- **EXERCISE DESCRIPTION**
Show every line of the material below that contains the word "woman", copying each line in full.

▼

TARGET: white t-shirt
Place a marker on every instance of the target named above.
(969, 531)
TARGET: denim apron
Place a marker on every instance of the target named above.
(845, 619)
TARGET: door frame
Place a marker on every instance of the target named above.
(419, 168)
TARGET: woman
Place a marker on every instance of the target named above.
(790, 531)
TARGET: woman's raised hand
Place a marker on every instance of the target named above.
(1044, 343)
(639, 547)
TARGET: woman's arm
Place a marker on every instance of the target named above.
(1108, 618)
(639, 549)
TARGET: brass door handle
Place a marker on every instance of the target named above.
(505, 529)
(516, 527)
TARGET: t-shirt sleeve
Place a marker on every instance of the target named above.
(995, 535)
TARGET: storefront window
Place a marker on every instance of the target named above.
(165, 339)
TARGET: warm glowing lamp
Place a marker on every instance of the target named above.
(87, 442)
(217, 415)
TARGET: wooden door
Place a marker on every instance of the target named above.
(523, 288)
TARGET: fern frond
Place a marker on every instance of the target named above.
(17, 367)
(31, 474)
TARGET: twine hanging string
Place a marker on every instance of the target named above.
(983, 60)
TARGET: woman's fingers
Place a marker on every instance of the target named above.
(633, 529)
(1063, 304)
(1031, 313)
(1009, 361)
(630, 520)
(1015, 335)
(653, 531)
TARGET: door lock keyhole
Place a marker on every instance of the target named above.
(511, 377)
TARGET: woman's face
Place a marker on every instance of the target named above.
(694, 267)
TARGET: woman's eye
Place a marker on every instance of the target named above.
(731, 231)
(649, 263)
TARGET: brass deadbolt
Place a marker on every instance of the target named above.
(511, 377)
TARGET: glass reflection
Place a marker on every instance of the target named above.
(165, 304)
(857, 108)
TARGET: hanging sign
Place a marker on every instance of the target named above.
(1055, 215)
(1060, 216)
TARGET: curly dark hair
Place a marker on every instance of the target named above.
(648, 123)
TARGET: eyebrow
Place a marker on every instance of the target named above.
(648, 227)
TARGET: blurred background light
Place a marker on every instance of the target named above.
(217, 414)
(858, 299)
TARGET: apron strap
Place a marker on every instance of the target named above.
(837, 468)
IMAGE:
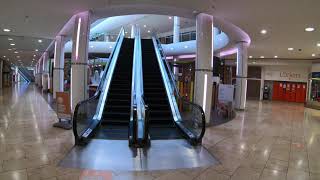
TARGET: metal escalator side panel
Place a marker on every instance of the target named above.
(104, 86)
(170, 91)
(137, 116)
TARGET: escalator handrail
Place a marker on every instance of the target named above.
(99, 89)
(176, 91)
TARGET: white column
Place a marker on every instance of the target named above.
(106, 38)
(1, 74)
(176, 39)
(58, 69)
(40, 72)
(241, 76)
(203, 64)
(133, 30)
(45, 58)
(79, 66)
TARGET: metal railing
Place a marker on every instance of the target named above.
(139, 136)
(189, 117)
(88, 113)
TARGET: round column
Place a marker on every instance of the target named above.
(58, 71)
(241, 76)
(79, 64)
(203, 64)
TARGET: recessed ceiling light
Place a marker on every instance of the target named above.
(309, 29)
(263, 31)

▲
▼

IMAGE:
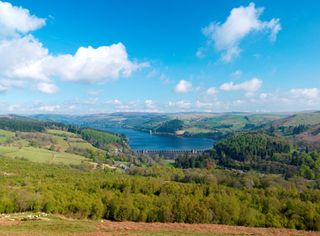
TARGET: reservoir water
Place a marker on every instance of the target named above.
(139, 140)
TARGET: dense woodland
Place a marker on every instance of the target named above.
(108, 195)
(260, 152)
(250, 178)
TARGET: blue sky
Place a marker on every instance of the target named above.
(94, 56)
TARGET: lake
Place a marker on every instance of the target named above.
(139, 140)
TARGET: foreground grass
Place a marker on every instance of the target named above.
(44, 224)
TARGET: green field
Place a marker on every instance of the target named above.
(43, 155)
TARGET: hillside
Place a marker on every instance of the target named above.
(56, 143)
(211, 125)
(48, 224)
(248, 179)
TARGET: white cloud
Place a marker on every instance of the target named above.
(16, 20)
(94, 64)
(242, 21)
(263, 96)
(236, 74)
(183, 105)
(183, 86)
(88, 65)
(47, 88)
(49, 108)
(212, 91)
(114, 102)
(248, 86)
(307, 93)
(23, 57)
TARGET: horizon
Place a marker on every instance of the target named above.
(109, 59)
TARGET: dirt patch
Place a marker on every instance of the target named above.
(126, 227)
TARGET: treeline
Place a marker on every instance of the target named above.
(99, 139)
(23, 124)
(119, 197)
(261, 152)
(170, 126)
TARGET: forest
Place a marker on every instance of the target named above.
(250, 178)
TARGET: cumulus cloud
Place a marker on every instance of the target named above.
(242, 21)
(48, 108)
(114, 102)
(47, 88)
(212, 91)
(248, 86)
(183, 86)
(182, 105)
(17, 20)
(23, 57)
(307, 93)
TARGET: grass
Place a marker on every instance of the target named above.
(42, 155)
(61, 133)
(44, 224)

▲
▼

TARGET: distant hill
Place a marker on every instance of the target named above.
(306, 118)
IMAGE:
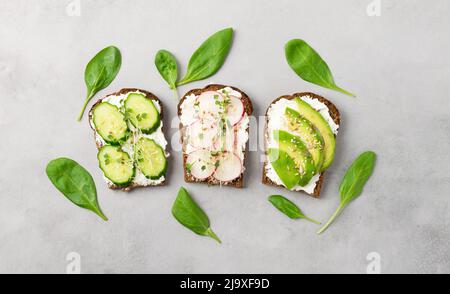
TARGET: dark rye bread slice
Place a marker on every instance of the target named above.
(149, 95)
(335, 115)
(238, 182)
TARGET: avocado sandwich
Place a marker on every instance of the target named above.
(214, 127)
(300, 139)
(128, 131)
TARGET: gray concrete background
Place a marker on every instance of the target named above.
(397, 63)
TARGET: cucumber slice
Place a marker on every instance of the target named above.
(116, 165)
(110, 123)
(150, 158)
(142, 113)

▲

- **SOLUTION FOR THIS EXERCISE**
TARGET: woman
TARGET: woman's raised hand
TARGET: woman's arm
TARGET: woman's fingers
TARGET: woman's face
TARGET: woman's eye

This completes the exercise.